- **Request**
From the line containing "of the radiating" down to the last line of the listing, quote everything word for word, and nothing else, keeping pictures out.

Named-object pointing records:
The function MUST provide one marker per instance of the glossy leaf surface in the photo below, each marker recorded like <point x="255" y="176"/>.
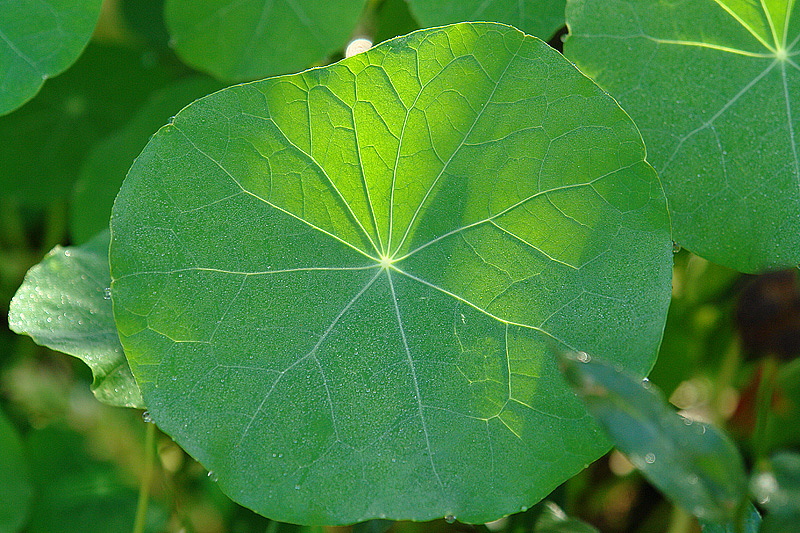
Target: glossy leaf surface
<point x="714" y="87"/>
<point x="15" y="482"/>
<point x="39" y="40"/>
<point x="108" y="162"/>
<point x="541" y="18"/>
<point x="244" y="40"/>
<point x="63" y="304"/>
<point x="338" y="289"/>
<point x="694" y="464"/>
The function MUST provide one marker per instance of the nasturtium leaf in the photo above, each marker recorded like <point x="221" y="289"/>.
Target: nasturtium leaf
<point x="776" y="485"/>
<point x="105" y="167"/>
<point x="554" y="520"/>
<point x="238" y="40"/>
<point x="15" y="482"/>
<point x="64" y="304"/>
<point x="39" y="40"/>
<point x="694" y="464"/>
<point x="43" y="144"/>
<point x="536" y="17"/>
<point x="714" y="87"/>
<point x="338" y="289"/>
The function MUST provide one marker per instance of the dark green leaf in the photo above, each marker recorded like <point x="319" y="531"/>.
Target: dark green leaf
<point x="75" y="492"/>
<point x="15" y="483"/>
<point x="693" y="464"/>
<point x="752" y="523"/>
<point x="106" y="165"/>
<point x="554" y="520"/>
<point x="776" y="485"/>
<point x="239" y="40"/>
<point x="541" y="18"/>
<point x="714" y="86"/>
<point x="39" y="40"/>
<point x="64" y="304"/>
<point x="338" y="289"/>
<point x="43" y="144"/>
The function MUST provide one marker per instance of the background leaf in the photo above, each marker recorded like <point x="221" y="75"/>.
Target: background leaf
<point x="63" y="304"/>
<point x="39" y="40"/>
<point x="338" y="289"/>
<point x="15" y="482"/>
<point x="692" y="463"/>
<point x="541" y="18"/>
<point x="250" y="39"/>
<point x="715" y="90"/>
<point x="43" y="144"/>
<point x="105" y="167"/>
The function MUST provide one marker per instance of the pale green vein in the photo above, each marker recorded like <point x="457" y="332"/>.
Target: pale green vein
<point x="310" y="354"/>
<point x="458" y="148"/>
<point x="771" y="25"/>
<point x="257" y="197"/>
<point x="415" y="382"/>
<point x="745" y="25"/>
<point x="700" y="44"/>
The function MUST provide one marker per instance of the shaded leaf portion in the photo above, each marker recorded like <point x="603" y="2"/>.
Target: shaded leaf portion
<point x="541" y="18"/>
<point x="239" y="40"/>
<point x="63" y="304"/>
<point x="776" y="486"/>
<point x="692" y="463"/>
<point x="43" y="144"/>
<point x="715" y="89"/>
<point x="39" y="40"/>
<point x="337" y="289"/>
<point x="105" y="167"/>
<point x="15" y="482"/>
<point x="554" y="520"/>
<point x="751" y="523"/>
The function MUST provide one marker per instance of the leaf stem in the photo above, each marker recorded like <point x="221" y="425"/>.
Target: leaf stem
<point x="147" y="478"/>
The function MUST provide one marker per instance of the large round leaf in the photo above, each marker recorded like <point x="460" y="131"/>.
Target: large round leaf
<point x="39" y="39"/>
<point x="247" y="39"/>
<point x="715" y="89"/>
<point x="537" y="17"/>
<point x="339" y="289"/>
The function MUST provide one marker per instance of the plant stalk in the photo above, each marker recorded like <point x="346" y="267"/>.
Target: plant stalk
<point x="147" y="479"/>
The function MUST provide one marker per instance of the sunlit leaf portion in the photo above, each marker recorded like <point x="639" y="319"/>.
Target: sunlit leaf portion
<point x="39" y="40"/>
<point x="338" y="289"/>
<point x="541" y="18"/>
<point x="714" y="87"/>
<point x="694" y="464"/>
<point x="15" y="482"/>
<point x="65" y="304"/>
<point x="239" y="40"/>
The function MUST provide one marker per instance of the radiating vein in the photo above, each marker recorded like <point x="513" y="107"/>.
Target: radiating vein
<point x="312" y="353"/>
<point x="415" y="382"/>
<point x="716" y="115"/>
<point x="257" y="197"/>
<point x="745" y="25"/>
<point x="458" y="148"/>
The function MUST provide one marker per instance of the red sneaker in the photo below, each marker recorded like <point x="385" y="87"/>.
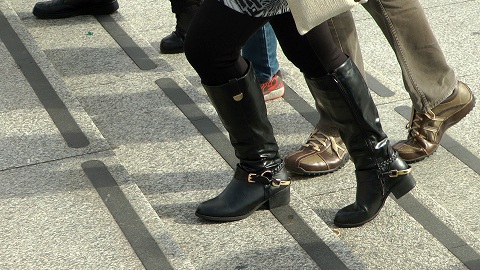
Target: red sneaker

- **Problem solution**
The function MUST provide one marker per instance of the radiating vein in the photo above, each marker recorded like <point x="513" y="107"/>.
Target: radiating vein
<point x="312" y="353"/>
<point x="415" y="382"/>
<point x="716" y="115"/>
<point x="257" y="197"/>
<point x="745" y="25"/>
<point x="458" y="148"/>
The function MUST provide one marker per instance of the red sneaker in the photo below, each marker recorded like <point x="385" y="87"/>.
Target: red sneaker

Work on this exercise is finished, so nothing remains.